Extracted records –
++++++

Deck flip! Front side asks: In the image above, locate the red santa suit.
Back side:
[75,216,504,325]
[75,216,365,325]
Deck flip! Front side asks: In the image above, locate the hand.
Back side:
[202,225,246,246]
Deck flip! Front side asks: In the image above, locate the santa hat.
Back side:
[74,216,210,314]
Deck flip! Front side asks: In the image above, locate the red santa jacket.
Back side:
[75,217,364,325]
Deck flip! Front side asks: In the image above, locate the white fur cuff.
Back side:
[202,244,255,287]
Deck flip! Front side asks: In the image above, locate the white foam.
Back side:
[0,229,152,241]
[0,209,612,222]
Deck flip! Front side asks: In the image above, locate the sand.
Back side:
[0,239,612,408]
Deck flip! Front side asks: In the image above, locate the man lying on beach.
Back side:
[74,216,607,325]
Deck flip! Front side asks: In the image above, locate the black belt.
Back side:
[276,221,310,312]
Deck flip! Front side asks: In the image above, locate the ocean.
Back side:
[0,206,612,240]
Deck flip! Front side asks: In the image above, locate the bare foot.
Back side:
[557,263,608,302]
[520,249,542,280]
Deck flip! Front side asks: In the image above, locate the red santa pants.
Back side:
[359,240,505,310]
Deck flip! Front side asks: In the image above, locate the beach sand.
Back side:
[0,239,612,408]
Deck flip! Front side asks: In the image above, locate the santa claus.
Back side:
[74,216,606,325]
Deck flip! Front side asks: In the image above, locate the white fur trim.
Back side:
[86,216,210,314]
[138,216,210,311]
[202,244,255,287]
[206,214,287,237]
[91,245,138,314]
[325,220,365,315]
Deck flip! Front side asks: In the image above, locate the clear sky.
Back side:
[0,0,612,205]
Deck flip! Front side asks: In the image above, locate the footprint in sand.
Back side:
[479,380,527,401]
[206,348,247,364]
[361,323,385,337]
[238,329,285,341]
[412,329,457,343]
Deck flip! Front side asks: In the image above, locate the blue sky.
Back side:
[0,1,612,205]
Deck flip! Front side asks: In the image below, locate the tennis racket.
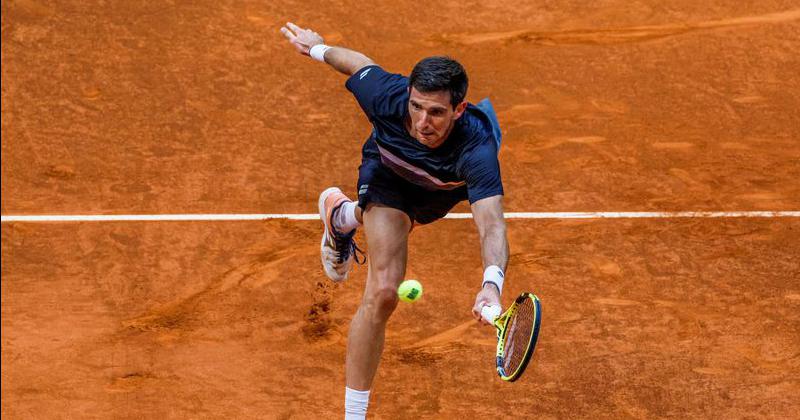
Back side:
[481,292,542,382]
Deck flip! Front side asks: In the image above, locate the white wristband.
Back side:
[308,44,331,63]
[481,265,505,295]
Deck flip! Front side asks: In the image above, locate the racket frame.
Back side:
[494,292,542,382]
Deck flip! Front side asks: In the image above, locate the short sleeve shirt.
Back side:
[345,65,503,204]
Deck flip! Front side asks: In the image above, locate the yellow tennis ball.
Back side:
[397,280,422,302]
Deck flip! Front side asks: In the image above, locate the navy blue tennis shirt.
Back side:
[345,65,503,204]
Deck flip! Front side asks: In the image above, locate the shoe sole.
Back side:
[317,187,347,282]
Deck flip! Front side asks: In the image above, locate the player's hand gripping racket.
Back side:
[481,292,542,382]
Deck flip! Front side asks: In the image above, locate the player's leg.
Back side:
[346,204,411,414]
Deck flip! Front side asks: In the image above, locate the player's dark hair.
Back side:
[408,56,469,108]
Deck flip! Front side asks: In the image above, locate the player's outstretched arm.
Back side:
[472,195,508,322]
[281,22,375,76]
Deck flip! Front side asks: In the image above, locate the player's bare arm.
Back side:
[281,22,375,76]
[472,195,508,322]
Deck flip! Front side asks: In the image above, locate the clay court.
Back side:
[2,0,800,419]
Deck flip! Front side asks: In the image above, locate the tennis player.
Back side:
[281,23,508,419]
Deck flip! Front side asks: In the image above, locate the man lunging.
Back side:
[281,23,508,419]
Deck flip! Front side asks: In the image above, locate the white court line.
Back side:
[1,211,800,223]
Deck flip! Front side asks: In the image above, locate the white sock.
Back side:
[333,201,361,233]
[344,387,369,420]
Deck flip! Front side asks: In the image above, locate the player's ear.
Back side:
[453,100,467,120]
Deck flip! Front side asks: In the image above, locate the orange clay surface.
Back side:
[2,0,800,419]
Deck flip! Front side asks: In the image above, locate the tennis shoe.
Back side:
[318,187,365,282]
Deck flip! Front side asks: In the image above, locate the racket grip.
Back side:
[481,305,503,324]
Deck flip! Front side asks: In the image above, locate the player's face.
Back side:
[408,87,467,148]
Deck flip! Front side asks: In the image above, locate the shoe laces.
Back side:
[333,229,367,265]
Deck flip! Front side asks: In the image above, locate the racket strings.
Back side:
[503,299,534,374]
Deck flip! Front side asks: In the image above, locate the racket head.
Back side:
[495,292,542,382]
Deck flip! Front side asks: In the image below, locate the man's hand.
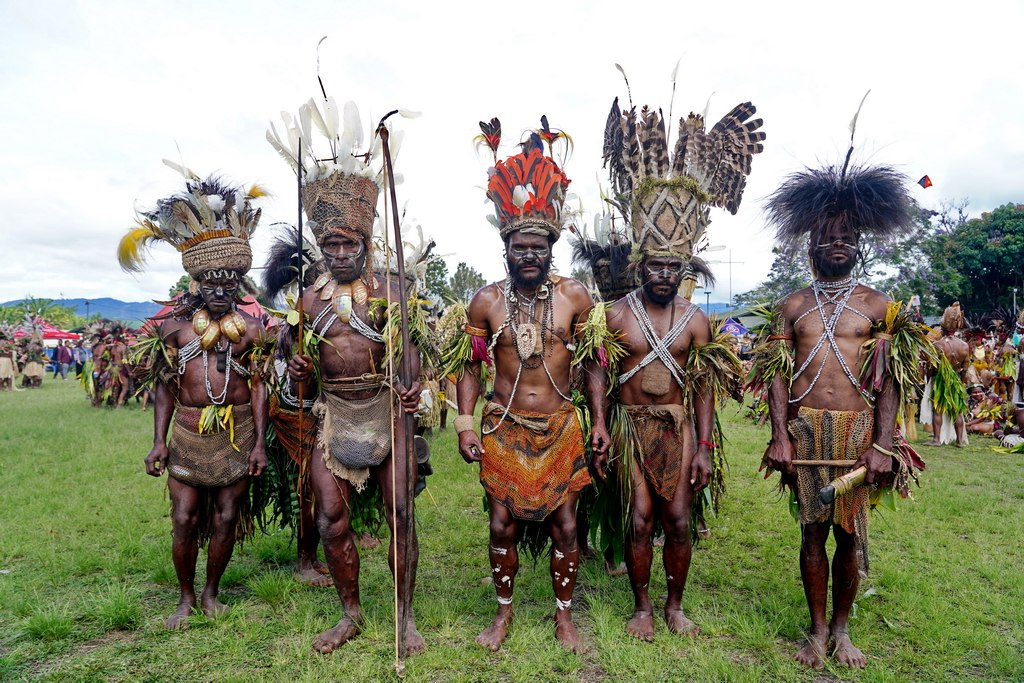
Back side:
[850,446,893,485]
[590,424,611,481]
[765,435,797,479]
[145,443,170,477]
[249,441,266,477]
[459,429,483,463]
[690,443,711,493]
[288,353,313,382]
[394,381,421,413]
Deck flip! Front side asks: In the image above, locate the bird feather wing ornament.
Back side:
[603,69,765,262]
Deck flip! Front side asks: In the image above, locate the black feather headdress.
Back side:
[765,166,913,245]
[263,223,327,301]
[570,239,639,301]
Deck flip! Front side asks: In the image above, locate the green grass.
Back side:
[0,378,1024,683]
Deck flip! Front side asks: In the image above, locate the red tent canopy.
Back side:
[14,321,81,339]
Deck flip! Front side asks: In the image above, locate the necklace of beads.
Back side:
[618,291,697,388]
[480,278,571,434]
[790,278,874,404]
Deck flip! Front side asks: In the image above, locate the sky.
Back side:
[0,0,1024,302]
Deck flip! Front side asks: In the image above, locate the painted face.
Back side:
[641,256,686,306]
[321,234,367,283]
[199,276,239,316]
[505,231,551,289]
[811,223,857,278]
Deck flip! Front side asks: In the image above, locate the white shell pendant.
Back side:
[515,323,540,360]
[333,289,352,323]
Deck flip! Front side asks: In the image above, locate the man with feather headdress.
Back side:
[267,97,426,654]
[604,92,765,641]
[118,163,266,629]
[750,126,927,669]
[444,118,608,652]
[921,301,970,449]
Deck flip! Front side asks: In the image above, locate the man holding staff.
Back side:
[752,148,918,669]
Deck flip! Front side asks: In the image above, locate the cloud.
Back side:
[0,0,1024,300]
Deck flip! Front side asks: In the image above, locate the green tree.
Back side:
[449,262,487,304]
[426,258,452,301]
[932,198,1024,315]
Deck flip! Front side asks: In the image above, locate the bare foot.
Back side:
[555,609,584,654]
[626,610,654,643]
[355,533,381,550]
[293,567,334,588]
[164,602,196,631]
[665,607,700,638]
[793,633,828,669]
[406,620,427,656]
[476,605,512,652]
[199,593,230,618]
[313,616,359,654]
[833,631,867,669]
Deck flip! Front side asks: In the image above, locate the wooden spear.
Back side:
[377,110,417,673]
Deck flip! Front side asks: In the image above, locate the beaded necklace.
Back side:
[790,276,874,405]
[480,278,571,434]
[618,291,697,388]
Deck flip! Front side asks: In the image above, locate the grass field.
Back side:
[0,378,1024,683]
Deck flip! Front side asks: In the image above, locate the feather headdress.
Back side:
[480,117,571,240]
[765,166,913,247]
[266,97,387,248]
[374,211,440,297]
[939,301,964,334]
[118,160,266,280]
[569,213,640,301]
[604,89,765,260]
[263,223,327,301]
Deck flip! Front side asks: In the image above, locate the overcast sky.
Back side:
[0,0,1024,301]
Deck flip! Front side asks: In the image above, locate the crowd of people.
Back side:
[9,76,1007,669]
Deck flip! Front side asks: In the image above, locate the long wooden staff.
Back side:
[377,110,416,671]
[295,140,309,539]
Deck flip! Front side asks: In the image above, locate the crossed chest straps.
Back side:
[312,296,384,344]
[618,291,697,389]
[178,337,252,405]
[790,278,874,405]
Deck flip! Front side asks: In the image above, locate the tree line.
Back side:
[733,200,1024,317]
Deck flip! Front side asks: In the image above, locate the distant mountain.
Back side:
[0,297,161,327]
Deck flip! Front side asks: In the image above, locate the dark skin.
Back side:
[607,257,715,642]
[92,341,111,408]
[288,234,426,654]
[457,231,609,652]
[106,337,128,408]
[766,226,897,669]
[926,335,971,449]
[145,279,267,629]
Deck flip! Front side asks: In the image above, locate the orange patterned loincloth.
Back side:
[480,401,590,521]
[788,407,874,573]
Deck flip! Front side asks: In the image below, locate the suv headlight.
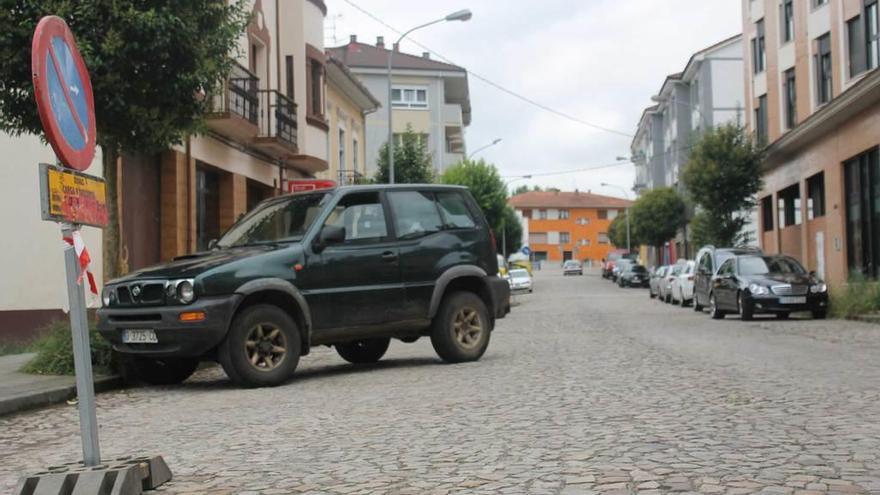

++++++

EXERCISE GOAL – Extract the lines of the records from the very first one through the line containing "[494,292,542,382]", inclusive, and reproduce them unchanged. Leave the pictures out of your answer.

ANSWER FOR THE TASK –
Deck flip! Front side asks: In the image above, locate the red santa suit.
Back side:
[75,216,504,325]
[75,216,365,325]
Deck flip! Front side asks: In the image above, locate the hand.
Back side:
[202,225,246,246]
Deck flip! Front side asks: In the image above, locate the santa hat.
Back side:
[74,216,210,314]
Deck flip! Front side asks: In the image above, locate the red santa jacket.
Back side:
[75,217,364,325]
Deck flip! Front side asks: In the image above, locate the white fur cuff.
Back side:
[202,244,255,287]
Deck flip! Front side asks: In the image above, locate the white foam.
Back side:
[0,229,152,241]
[0,209,612,222]
Deck flip! Front side asks: In the image above, locate the sand.
Back side:
[0,239,612,408]
Deck flip! Front side asks: In the image above, locate the man lying on beach.
Back side:
[74,216,607,325]
Deck flip! Front side asks: In the image above, locate the black belt.
Back side:
[276,221,310,312]
Deck flip! Front side asks: In the image above, locate the ocean.
Back side:
[0,206,612,240]
Deck flip! Front side asks: In the image above, locate the bare foot.
Back side:
[557,263,608,302]
[520,249,542,280]
Deck flip! Front side asks: In the image above, locate the red santa pants.
Back side:
[359,240,505,310]
Deck flip! Front side asks: In the image above, locate the beach sand.
Back side:
[0,239,612,408]
Deck flip! Front side asks: In the image above, locate the santa claus.
Back side:
[74,216,606,325]
Deck flip! Front side asks: In the image above, locate the white fur trim.
Back side:
[86,216,210,314]
[138,216,210,311]
[202,244,255,287]
[206,214,287,237]
[91,245,138,314]
[325,220,365,315]
Deck flip! Front side asks: In the image above, locate the clear sky.
Back side:
[0,0,612,205]
Deck flip! Front side asks: In the image above, locate the footprint in sand.
Back side:
[479,380,527,401]
[206,348,247,364]
[361,323,385,337]
[238,329,285,341]
[412,329,457,343]
Deck flip! Front side asks: In the image above, locate the blue sky.
Back side:
[0,1,612,205]
Deck flip! Front side asks: In the image below, locate the tennis racket.
Back side:
[481,292,542,382]
Deck flip! Front side asks: In the image above, locate the white wristband.
Back side:
[308,44,331,63]
[481,265,505,295]
Deck flip! Front side asks: In the image above, locate the racket frame.
Back side:
[494,292,542,382]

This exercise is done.